## Start Given data
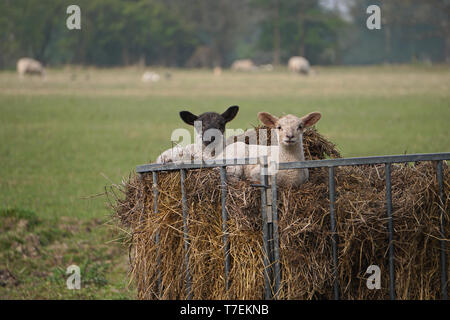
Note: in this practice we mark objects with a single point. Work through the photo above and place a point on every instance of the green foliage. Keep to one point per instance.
(168, 32)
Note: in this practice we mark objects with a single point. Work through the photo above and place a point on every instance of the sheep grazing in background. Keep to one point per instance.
(217, 71)
(30, 66)
(243, 65)
(211, 123)
(289, 131)
(266, 67)
(299, 65)
(149, 76)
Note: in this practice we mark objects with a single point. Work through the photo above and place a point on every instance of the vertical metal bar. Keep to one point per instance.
(332, 192)
(155, 211)
(276, 238)
(390, 232)
(188, 278)
(226, 244)
(444, 295)
(267, 282)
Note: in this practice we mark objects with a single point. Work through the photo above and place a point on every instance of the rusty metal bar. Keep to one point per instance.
(276, 238)
(226, 244)
(390, 232)
(332, 191)
(265, 230)
(155, 211)
(444, 295)
(188, 278)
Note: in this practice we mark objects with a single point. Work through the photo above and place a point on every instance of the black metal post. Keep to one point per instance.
(444, 295)
(276, 238)
(226, 244)
(155, 211)
(265, 229)
(332, 191)
(390, 232)
(188, 278)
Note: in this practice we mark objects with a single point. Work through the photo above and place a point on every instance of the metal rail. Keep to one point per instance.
(271, 255)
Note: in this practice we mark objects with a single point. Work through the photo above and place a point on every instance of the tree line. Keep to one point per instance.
(206, 33)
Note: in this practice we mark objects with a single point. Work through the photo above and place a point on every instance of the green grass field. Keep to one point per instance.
(64, 139)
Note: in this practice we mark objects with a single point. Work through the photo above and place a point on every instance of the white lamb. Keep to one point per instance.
(289, 130)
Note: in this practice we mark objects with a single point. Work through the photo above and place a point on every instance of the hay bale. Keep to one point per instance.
(305, 239)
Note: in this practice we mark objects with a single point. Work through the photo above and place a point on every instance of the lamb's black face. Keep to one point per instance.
(210, 120)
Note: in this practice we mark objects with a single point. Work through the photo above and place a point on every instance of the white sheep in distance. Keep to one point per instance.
(299, 65)
(243, 65)
(29, 66)
(289, 132)
(211, 122)
(150, 77)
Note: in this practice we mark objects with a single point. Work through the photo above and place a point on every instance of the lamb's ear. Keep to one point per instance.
(267, 119)
(230, 113)
(311, 118)
(188, 117)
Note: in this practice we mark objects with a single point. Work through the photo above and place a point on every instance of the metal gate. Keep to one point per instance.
(269, 212)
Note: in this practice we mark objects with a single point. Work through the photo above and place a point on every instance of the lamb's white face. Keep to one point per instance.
(289, 128)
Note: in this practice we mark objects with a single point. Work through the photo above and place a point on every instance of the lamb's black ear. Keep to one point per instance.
(230, 113)
(188, 117)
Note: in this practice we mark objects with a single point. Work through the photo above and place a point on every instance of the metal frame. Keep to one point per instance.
(269, 213)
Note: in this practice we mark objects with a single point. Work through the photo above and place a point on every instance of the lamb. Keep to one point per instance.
(299, 65)
(212, 126)
(289, 131)
(243, 65)
(29, 66)
(149, 76)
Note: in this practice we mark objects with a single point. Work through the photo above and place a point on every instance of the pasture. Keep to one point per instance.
(64, 139)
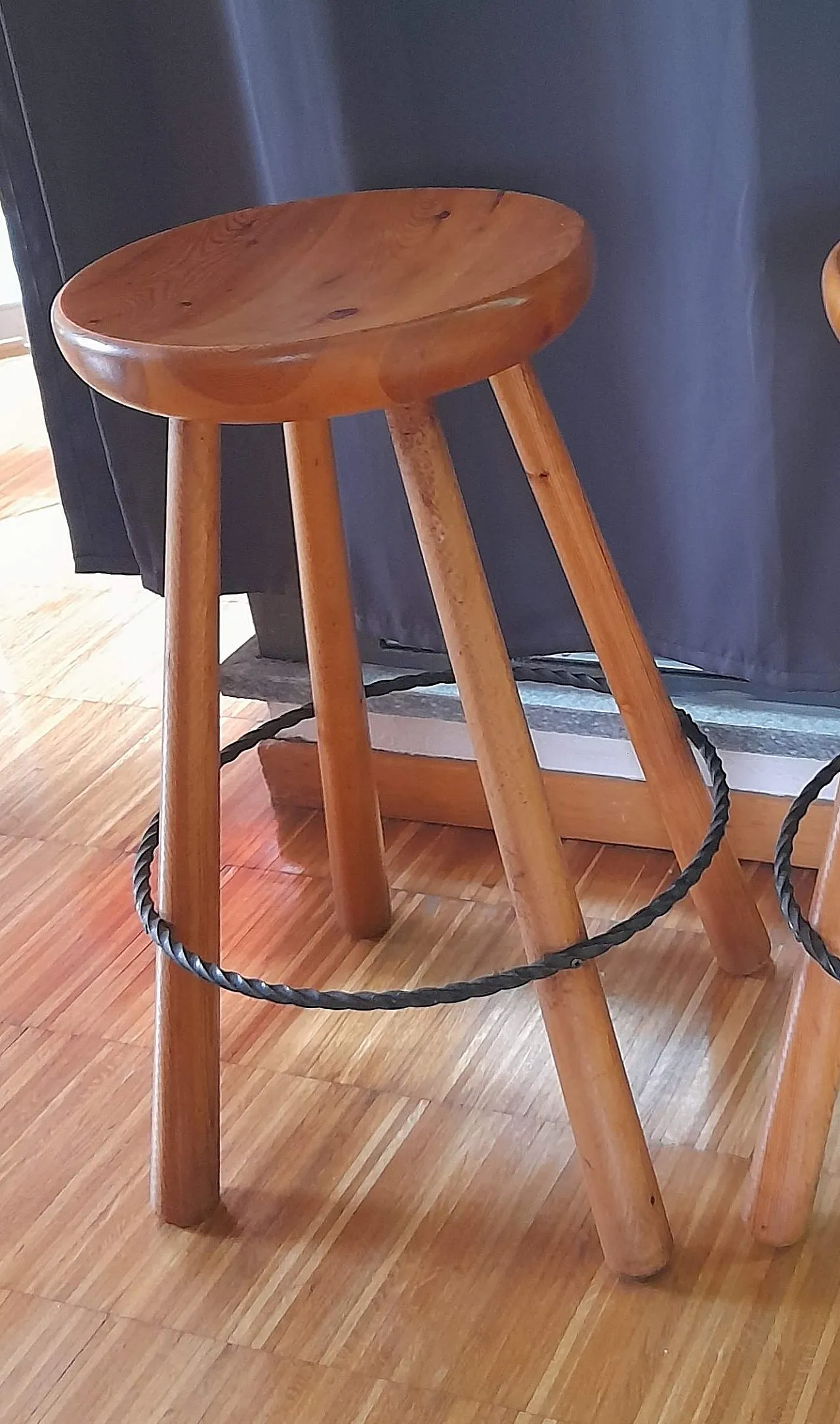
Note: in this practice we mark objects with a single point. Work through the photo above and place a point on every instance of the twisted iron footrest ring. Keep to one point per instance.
(802, 927)
(567, 959)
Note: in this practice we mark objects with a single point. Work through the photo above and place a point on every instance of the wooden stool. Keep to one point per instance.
(297, 314)
(807, 1076)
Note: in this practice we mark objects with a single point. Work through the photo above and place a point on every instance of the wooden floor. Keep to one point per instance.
(404, 1234)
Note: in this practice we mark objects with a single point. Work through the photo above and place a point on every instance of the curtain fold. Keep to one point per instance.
(700, 392)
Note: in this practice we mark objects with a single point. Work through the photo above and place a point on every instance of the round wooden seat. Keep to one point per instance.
(326, 306)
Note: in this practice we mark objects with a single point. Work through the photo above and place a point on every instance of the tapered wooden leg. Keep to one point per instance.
(792, 1141)
(350, 801)
(620, 1178)
(723, 898)
(186, 1097)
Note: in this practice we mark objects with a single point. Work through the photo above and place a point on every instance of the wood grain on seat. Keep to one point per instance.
(326, 306)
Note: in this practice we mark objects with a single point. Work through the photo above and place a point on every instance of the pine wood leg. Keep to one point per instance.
(723, 896)
(623, 1188)
(186, 1094)
(343, 742)
(807, 1078)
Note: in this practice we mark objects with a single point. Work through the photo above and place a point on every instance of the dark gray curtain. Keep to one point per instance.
(700, 390)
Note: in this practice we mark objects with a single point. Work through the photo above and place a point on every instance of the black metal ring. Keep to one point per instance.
(364, 1001)
(796, 919)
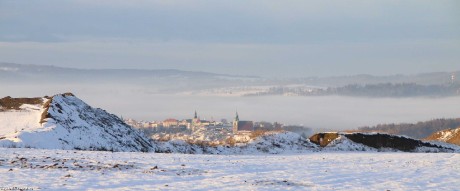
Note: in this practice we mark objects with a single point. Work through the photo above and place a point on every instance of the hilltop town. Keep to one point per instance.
(196, 130)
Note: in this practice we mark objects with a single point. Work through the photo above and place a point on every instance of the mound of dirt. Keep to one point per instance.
(9, 103)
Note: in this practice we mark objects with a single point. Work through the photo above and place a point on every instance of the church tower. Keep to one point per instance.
(235, 123)
(195, 122)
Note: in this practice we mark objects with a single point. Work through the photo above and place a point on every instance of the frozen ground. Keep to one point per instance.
(63, 170)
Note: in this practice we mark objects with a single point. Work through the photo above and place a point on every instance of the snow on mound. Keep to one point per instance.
(66, 122)
(375, 142)
(451, 136)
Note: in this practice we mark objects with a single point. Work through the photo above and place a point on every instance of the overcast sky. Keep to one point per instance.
(274, 38)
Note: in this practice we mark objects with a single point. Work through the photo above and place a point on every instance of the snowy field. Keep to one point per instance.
(86, 170)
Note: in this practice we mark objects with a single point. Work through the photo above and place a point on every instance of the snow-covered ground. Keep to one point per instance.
(91, 170)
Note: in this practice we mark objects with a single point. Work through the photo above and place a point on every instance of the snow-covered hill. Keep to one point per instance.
(65, 122)
(451, 136)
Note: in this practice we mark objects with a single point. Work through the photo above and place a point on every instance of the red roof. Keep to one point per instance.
(245, 126)
(171, 121)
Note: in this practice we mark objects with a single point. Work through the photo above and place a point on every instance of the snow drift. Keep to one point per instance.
(65, 122)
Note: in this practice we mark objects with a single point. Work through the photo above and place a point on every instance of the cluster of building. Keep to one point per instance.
(237, 126)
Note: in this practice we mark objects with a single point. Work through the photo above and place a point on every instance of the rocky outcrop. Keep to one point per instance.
(66, 122)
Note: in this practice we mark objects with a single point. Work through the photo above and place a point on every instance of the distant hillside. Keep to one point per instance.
(418, 130)
(369, 90)
(170, 80)
(64, 122)
(451, 136)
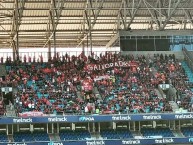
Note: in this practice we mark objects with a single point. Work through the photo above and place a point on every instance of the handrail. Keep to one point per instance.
(188, 58)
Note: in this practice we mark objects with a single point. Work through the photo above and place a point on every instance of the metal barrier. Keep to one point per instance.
(188, 58)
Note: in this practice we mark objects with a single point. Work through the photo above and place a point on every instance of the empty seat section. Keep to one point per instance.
(115, 134)
(3, 137)
(187, 131)
(41, 136)
(164, 132)
(23, 136)
(74, 135)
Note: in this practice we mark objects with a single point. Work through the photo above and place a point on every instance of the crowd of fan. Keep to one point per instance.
(57, 86)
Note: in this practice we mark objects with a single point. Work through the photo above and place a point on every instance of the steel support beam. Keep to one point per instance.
(54, 14)
(170, 15)
(92, 22)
## End Given data
Recast all of the material above as a two-column CSV with the headers "text" and "answer". Give one row for each passage that asks for points, with the passage's wording and all the points listed under it, each in its own quoted field, with line breaks replaced by spaces and the pictures left out.

text,answer
"Note: in this practice we mark objects with a single point. Work through the photo above and place a point on every instance of the green foliage. Keep to one point per instance.","(168, 32)"
"Note: in this practice we mark objects with a single point. Work through the photo above and place a point on every instance of the sheep grazing in background. Keep to one point per instance.","(217, 71) (30, 66) (243, 65) (211, 123) (289, 131) (266, 67) (299, 65) (149, 76)"
"Note: in this practice we mark objects with a single point. Work through the photo above and place a point on every instance of the vertical metal bar. Keep to one point per instance.","(332, 192) (155, 211) (276, 238) (390, 232) (188, 278) (226, 244) (444, 295) (267, 282)"
"Note: in this practice we mark objects with a single point. Work through the photo above and place a point on every instance of the rusty metal bar. Keep to one point per instance.","(276, 238) (226, 244) (390, 232) (332, 191) (265, 230) (155, 211) (444, 295) (188, 278)"
"Note: in this practice we mark objects with a single point. Work through the photo above and place a point on every instance of the black metal post. Keep to one point per instance.","(444, 295) (276, 238) (226, 244) (155, 211) (265, 229) (332, 191) (390, 232) (188, 278)"
"Note: in this practice we mark objects with a single point. Work through the photo above and place a point on every instance of the metal rail. Keep to one point per instance.","(271, 255)"
"Note: in this practice we mark objects with a single point. Work through the photo above and place a point on every instance of the tree line. Keep to one point per instance.","(206, 33)"
"Note: in this practice we mark objects with a single point. Work through the photo above and place a point on every instance of the green grass field. Keep to one point per instance.","(64, 139)"
"Note: in this practice we mark objects with a single point. Work through the photo above and place a point on every instance of the white lamb. Keep to one point per instance.","(289, 130)"
"Note: in this practice we mark objects with a single point. Work through the photo above and place a point on every instance of the hay bale. Keep to one point per instance.","(305, 239)"
"Note: in this practice we mark objects with a single point. Work through the photo above and place a point on every instance of the lamb's black face. Keep to one point per instance.","(210, 120)"
"Note: in this practice we mark objects with a single point. Work through the photo above and place a point on every instance of the white sheep in distance. Keep to one point per instance.","(299, 65) (243, 65) (29, 66) (289, 132) (211, 122) (150, 77)"
"Note: in this practice we mark objects with a single point. Work through the photo above and place a point on every instance of the lamb's ear. Keep to one point per instance.","(267, 119) (230, 113) (311, 118) (188, 117)"
"Note: in this practice we mark objects with a single point. Work through the photo above and place a point on every instance of the metal gate. Keep to one point per instance.","(269, 212)"
"Note: in this practice we mark objects with a single point. Work through the photo above and place a point on every instance of the lamb's white face. Keep to one point per instance.","(289, 128)"
"Note: in this practice we mark objects with a single point. Work through the photo above and place a point on every instance of the lamb's black ear. Keep to one point per instance.","(230, 113) (188, 117)"
"Note: in this practice we mark objects with a single point. Work through the photo above and place a point on every instance of the metal frame. Keep to one point per instance.","(269, 213)"
"Note: in this practice we mark objects with a single point. Work through the photo above and place a point on every instance of the lamb. Keep to one point per instance.","(299, 65) (212, 126) (289, 131) (243, 65) (29, 66) (149, 76)"
"Note: in this practice we mark objects with a single point. Work through the photo above and place a point on every instance of the pasture. Keep to one point per instance.","(64, 139)"
"Note: in this practice we mark objects with a single point. Work through the photo above and place a point on every instance of the twisted iron footrest ring. Keep to one point per instance.","(802, 927) (567, 959)"
"Note: in this practice we mark objects with a single point. Work through the photo above and place a point on every instance of the wooden stool. Keep to one point per instance.","(297, 314) (807, 1076)"
"Note: in this practice we mark objects with a single point. Work through the photo above and place a point on every instance of the wooden floor. Keep to one point per instance.","(404, 1234)"
"Note: in this practice we mark objects with a single point. Work through the photo above and place a point on every instance of the curtain fold. Keep to one point per instance.","(700, 392)"
"Note: in this practice we mark objects with a single point. Work through the photo above and place a point on every instance of the round wooden seat. Keep to one point per instance.","(326, 306)"
"Note: in this practice we mark objects with a single point. Work through the photo above and place a point on every instance of the tapered wooden leg. Keep to one point per instance.","(792, 1141) (350, 801) (620, 1178) (723, 898) (186, 1097)"
"Note: in this practice we mark objects with a single point. Work through the photo above and place a point on every instance of the wood grain on seat. Keep to one point per instance.","(326, 306)"
"Note: in this practice we mark objects with a single point. Work through the photo above and place a point on every instance of the pine wood leg. Keep to one point per instance.","(723, 896) (623, 1188) (186, 1094) (343, 742) (807, 1078)"
"Note: in this practice we mark objects with a single point. Work through the photo above and place a point on every instance of the dark gray curtain. Keep to one point per instance.","(700, 390)"
"Note: in this practice we mark objects with a single point. Work through the photo above and place a point on every instance of the black metal ring. Keep to one point per instance.","(364, 1001) (796, 919)"
"Note: in this practice we mark objects with a single point. Work through the photo above and place a point on every instance of the hilltop town. Keep to one point per instance.","(196, 130)"
"Note: in this practice we mark objects with a single point. Work through the photo above and place a point on every instance of the mound of dirt. Keep to one point per instance.","(9, 103)"
"Note: in this practice we mark objects with a single point. Work through the photo above and place a point on every instance of the church tower. Keep to one point per instance.","(235, 123) (195, 122)"
"Note: in this practice we mark objects with a single point. Work through the photo above and place a point on every instance of the frozen ground. Keep to one point per instance.","(63, 170)"
"Note: in this practice we mark objects with a single point. Work through the photo above and place a point on every instance of the snow on mound. Keep to one point per instance.","(66, 122) (375, 142) (451, 136)"
"Note: in this practice we mark objects with a single point. Work through the photo above and place a point on every instance of the overcast sky. Keep to one point per instance.","(274, 38)"
"Note: in this practice we mark objects with a single point. Work through the photo above and place a point on every instance of the snowy field. Keep to one point per instance.","(86, 170)"
"Note: in this practice we mark objects with a single point. Work through the photo above and place a point on every instance of the snow-covered ground. Keep to one point per instance.","(91, 170)"
"Note: in this practice we mark objects with a single point. Work through the photo above and place a point on every instance of the snow-covered hill. Keep to one point per instance.","(65, 122) (451, 136)"
"Note: in this practice we mark objects with a single point. Work through the photo above and place a point on every instance of the red roof. Keep to one point per instance.","(245, 126) (171, 121)"
"Note: in this practice we mark objects with a single point. Work through the photo above and place a point on every instance of the snow drift. Keep to one point per instance.","(65, 122)"
"Note: in this practice we mark objects with a single point. Work through the photo above and place a point on every instance of the cluster of building. Keep to one point per instance.","(237, 126)"
"Note: in this practice we mark objects with a single point. Work through the photo above and place a point on every instance of the rocky outcrop. Keep to one point per instance.","(66, 122)"
"Note: in this practice we mark objects with a single point. Work through the photo above and place a point on every instance of the distant hillside. Keep to one point per instance.","(418, 130) (369, 90) (170, 80) (64, 122) (451, 136)"
"Note: in this practice we mark objects with a single point. Work through the photo above and place a point on every instance of the handrail. Keep to one point per instance.","(188, 58)"
"Note: in this practice we mark objects with a single point. Work through the photo above and place a point on every instance of the metal barrier. Keep to one point per instance.","(188, 58)"
"Note: in this practice we mark objects with a single point. Work through the photo above and place a point on every instance of the empty seat section. Keep to one point per instance.","(115, 134) (3, 137) (187, 131) (41, 136) (164, 132) (23, 136) (74, 135)"
"Note: in this practice we mark objects with a single point. Work through the photo above and place a point on every instance of the crowd of fan. Keep to one point per instance.","(57, 86)"
"Note: in this practice we mark objects with a single point. Work through the photo above and place a point on every instance of the steel support beam. Keep to one point per instance.","(54, 14) (170, 15) (92, 22)"